### EXERCISE DETAILS
Search the data for the string "uniform" and extract every line where it appears.

━━ INFORMATION PROVIDED

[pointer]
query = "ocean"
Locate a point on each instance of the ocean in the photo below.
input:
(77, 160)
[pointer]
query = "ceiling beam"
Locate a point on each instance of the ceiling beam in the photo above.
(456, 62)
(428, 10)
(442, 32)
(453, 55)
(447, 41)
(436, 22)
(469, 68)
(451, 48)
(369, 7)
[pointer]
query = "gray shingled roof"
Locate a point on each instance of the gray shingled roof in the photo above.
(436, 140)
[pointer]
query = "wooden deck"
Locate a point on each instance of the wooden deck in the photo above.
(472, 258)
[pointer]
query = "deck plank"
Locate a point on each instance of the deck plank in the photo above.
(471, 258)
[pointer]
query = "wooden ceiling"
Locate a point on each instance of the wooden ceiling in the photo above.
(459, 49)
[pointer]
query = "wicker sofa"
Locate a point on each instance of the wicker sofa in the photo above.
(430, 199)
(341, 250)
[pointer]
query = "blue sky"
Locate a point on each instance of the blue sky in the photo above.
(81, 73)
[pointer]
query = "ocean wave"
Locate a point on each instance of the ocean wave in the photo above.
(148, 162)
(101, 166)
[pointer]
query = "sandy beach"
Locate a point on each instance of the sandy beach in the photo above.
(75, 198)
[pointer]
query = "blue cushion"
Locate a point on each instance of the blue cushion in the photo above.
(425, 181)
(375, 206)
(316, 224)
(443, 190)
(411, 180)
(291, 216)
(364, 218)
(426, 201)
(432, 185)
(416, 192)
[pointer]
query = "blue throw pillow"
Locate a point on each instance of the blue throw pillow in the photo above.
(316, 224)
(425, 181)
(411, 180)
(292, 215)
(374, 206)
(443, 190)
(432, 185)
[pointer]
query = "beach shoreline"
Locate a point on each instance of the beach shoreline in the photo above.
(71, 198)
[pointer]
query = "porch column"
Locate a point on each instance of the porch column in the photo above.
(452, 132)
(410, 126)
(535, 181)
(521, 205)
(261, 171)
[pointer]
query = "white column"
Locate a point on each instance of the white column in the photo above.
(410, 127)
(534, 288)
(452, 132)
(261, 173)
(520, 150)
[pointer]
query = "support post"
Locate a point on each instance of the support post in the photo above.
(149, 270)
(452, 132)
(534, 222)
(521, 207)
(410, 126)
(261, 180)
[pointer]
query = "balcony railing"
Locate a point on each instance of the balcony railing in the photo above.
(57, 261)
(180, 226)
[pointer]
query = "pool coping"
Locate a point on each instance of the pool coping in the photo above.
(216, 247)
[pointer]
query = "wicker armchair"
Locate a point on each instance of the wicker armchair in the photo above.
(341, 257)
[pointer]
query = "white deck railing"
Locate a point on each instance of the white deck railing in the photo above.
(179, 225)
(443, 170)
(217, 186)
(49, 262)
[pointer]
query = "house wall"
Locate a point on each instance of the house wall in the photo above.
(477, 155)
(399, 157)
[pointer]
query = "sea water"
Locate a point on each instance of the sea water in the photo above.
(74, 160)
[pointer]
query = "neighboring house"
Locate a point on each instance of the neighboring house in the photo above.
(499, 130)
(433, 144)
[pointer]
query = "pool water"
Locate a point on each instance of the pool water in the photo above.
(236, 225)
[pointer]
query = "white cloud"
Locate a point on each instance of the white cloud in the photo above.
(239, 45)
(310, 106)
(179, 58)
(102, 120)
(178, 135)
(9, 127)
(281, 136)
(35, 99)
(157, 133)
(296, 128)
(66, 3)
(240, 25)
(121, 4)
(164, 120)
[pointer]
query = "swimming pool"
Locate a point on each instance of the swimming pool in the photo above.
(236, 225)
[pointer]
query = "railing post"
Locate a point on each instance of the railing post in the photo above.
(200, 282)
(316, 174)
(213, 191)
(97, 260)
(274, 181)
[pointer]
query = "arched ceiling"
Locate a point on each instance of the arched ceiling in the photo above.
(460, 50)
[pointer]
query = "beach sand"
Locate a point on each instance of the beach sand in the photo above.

━━━━
━━ INFORMATION PROVIDED

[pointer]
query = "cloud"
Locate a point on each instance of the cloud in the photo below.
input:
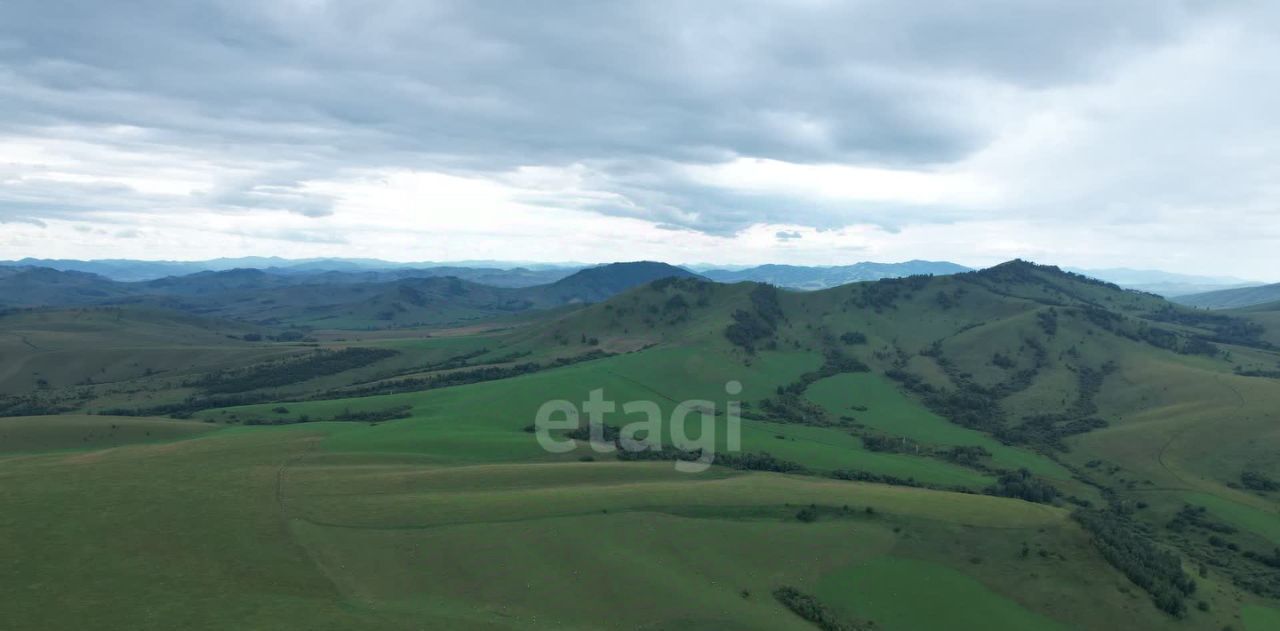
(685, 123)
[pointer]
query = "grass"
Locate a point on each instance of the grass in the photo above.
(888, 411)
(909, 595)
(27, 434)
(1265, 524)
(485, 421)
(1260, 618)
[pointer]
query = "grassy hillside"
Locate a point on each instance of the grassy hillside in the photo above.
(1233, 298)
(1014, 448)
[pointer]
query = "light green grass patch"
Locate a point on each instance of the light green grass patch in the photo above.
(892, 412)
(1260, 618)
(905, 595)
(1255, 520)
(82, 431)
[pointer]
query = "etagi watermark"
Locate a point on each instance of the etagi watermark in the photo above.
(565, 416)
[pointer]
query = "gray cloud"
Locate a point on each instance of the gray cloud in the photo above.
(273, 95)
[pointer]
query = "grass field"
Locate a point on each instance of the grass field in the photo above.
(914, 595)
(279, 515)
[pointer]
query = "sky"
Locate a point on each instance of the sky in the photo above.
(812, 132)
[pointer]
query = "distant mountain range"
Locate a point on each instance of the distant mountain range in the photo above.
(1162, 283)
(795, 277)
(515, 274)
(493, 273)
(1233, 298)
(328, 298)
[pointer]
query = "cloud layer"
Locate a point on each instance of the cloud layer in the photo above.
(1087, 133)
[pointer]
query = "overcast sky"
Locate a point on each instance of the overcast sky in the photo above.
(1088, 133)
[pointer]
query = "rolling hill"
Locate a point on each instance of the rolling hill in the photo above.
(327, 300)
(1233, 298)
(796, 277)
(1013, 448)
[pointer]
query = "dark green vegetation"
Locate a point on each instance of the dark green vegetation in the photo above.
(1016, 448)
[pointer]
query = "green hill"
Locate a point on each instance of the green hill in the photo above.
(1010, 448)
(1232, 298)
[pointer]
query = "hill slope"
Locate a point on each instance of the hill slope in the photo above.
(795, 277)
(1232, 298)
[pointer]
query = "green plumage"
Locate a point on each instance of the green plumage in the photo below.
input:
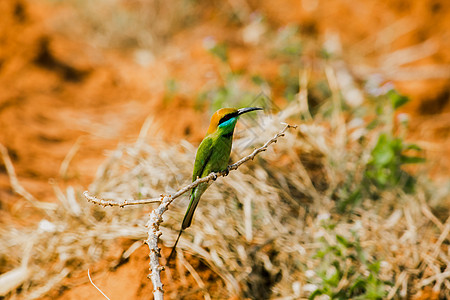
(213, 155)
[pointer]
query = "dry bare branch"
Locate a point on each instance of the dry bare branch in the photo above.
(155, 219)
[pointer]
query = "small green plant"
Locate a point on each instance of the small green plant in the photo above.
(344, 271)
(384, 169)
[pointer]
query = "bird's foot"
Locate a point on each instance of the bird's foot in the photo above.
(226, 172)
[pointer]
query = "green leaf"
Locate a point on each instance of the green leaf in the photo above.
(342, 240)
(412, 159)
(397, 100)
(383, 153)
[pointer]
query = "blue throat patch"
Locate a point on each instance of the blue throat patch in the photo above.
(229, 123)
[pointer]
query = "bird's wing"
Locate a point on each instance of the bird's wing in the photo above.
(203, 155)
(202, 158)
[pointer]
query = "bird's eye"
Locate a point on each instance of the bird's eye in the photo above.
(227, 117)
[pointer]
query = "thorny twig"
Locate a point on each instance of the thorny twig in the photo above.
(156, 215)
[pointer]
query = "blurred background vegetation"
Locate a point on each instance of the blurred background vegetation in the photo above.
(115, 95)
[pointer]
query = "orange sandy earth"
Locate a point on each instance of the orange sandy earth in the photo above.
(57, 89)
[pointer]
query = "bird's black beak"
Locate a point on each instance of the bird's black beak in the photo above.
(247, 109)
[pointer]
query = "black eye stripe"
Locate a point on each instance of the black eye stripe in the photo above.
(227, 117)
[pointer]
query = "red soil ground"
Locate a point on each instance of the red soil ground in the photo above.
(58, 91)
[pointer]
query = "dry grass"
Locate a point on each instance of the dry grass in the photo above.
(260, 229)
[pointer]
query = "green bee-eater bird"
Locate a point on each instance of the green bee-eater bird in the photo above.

━━━━
━━ INFORMATION PROVIDED

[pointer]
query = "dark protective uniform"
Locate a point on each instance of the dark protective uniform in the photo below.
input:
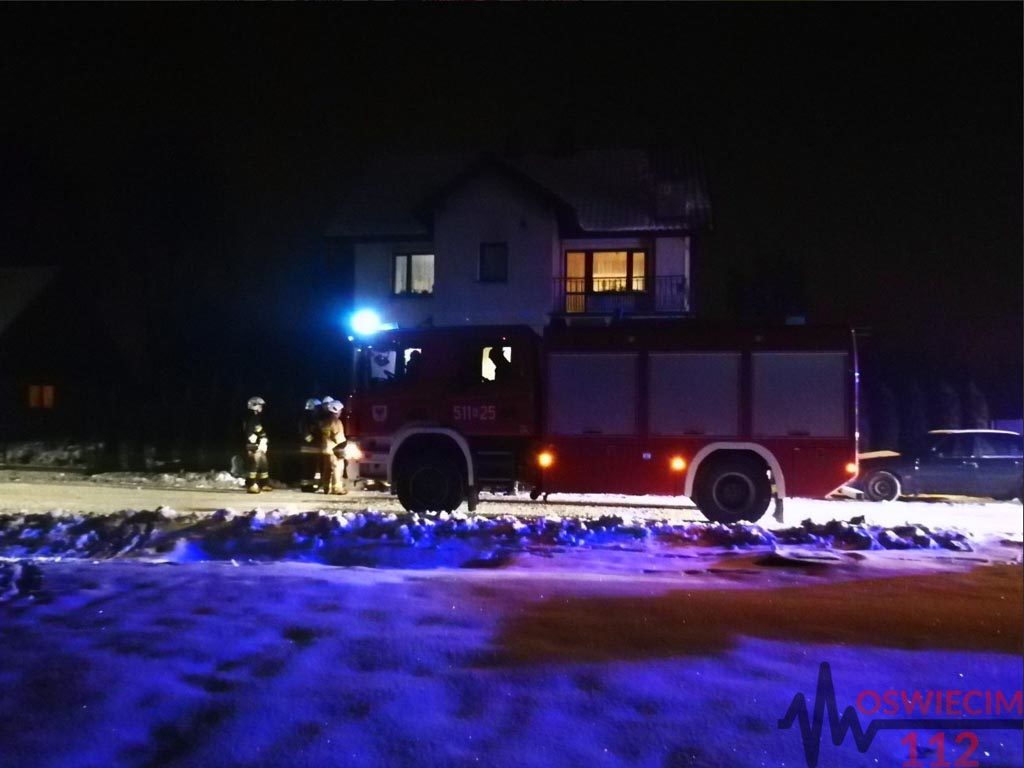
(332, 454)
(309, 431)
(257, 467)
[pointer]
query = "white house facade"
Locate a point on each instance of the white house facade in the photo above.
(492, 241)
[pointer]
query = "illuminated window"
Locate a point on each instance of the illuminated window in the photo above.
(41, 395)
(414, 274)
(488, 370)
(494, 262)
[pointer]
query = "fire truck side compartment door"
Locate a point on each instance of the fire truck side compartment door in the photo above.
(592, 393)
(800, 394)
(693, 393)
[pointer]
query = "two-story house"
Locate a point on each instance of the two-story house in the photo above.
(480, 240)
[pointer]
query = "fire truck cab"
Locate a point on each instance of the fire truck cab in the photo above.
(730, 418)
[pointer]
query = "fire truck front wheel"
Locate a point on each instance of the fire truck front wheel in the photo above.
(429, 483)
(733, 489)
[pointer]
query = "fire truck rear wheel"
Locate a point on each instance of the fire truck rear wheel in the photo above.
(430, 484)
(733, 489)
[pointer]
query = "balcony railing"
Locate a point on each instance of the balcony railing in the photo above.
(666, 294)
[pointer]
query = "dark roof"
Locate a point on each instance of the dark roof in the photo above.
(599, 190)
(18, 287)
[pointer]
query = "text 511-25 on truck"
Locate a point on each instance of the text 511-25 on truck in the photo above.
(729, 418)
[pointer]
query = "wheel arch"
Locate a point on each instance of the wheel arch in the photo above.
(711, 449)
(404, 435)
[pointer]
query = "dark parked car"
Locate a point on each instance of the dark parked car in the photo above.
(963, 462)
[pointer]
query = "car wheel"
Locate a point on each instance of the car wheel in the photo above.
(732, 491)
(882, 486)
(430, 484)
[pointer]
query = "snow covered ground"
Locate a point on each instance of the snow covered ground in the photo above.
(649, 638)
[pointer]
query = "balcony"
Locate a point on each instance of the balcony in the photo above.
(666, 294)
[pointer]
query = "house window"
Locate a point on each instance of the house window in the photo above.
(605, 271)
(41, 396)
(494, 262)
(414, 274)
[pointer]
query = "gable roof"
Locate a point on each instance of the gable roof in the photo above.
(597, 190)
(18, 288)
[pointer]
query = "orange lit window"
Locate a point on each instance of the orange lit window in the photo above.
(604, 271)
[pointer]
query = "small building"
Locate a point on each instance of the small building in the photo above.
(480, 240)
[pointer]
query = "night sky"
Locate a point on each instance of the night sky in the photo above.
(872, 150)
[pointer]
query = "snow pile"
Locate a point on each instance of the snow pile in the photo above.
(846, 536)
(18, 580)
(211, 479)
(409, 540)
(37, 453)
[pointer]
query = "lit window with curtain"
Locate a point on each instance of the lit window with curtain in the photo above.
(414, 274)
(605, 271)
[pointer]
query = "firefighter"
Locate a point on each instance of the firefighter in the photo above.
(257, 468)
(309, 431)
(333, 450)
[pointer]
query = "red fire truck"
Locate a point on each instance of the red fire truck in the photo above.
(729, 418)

━━━━

### EXPECTED ANSWER
query = "dark protective uniform"
Locate a point on each instance of the dark protective uniform in the photo below.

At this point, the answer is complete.